***** Data records *****
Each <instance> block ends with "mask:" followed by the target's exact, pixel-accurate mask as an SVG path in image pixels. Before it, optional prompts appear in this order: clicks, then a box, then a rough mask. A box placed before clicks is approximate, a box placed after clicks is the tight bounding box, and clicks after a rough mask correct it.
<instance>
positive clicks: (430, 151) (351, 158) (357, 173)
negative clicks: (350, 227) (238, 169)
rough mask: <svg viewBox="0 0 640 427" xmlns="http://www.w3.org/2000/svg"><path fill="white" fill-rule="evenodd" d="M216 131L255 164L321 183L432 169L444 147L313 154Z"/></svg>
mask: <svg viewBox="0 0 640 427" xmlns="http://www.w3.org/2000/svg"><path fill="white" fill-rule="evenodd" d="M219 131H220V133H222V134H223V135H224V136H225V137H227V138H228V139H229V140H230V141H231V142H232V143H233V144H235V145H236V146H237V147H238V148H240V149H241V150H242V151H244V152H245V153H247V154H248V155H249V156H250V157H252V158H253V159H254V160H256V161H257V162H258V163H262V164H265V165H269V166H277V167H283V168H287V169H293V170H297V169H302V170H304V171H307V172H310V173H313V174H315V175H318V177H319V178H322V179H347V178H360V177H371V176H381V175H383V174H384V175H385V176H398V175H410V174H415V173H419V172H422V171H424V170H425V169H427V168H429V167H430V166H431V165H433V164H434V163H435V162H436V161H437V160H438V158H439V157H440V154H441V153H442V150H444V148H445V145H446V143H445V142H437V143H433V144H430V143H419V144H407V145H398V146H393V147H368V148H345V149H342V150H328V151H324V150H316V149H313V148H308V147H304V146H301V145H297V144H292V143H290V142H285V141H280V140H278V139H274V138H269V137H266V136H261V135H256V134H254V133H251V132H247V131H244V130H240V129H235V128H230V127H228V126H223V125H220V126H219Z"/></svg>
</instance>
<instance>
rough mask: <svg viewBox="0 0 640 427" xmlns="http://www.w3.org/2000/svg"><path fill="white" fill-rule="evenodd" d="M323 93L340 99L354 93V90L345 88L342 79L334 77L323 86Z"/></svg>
*****
*Work to complete:* Every record above is to be restated exactly as it reads.

*Answer space:*
Each <instance> block ends with "mask:" followed by the target's exact, pixel-accurate mask as an SVG path in image pixels. Before it, optional prompts appear in this order: clicks, then a box, then a rough mask. A box placed before clicks is approximate, a box placed after clicks is the tight bounding box, and clicks after a rough mask correct it.
<instance>
positive clicks: (430, 151) (351, 158) (357, 173)
negative clicks: (350, 227) (238, 169)
rough mask: <svg viewBox="0 0 640 427" xmlns="http://www.w3.org/2000/svg"><path fill="white" fill-rule="evenodd" d="M216 131L255 164L321 183L432 169L444 147L313 154Z"/></svg>
mask: <svg viewBox="0 0 640 427" xmlns="http://www.w3.org/2000/svg"><path fill="white" fill-rule="evenodd" d="M219 131H220V133H222V134H223V135H224V136H225V137H227V138H228V139H229V140H230V141H231V142H232V143H233V144H235V145H236V146H237V147H238V148H240V149H241V150H242V151H244V152H245V153H247V154H248V155H249V156H250V157H252V158H253V159H254V160H256V161H257V162H258V163H262V164H265V165H269V166H277V167H283V168H287V169H293V170H297V169H302V170H304V171H307V172H310V173H313V174H315V175H318V177H319V178H322V179H347V178H360V177H371V176H381V175H383V174H384V175H385V176H398V175H410V174H415V173H419V172H422V171H424V170H425V169H427V168H429V167H430V166H431V165H433V164H434V163H435V162H436V161H437V160H438V158H439V157H440V154H441V153H442V150H444V148H445V145H446V143H445V142H437V143H433V144H430V143H419V144H407V145H398V146H393V147H368V148H345V149H342V150H328V151H324V150H316V149H313V148H308V147H304V146H301V145H297V144H292V143H290V142H285V141H280V140H278V139H274V138H269V137H266V136H261V135H256V134H254V133H251V132H247V131H244V130H240V129H235V128H230V127H228V126H223V125H220V126H219Z"/></svg>
</instance>
<instance>
rough mask: <svg viewBox="0 0 640 427" xmlns="http://www.w3.org/2000/svg"><path fill="white" fill-rule="evenodd" d="M323 93L340 99L354 93V90L345 88L342 79L334 77L323 86Z"/></svg>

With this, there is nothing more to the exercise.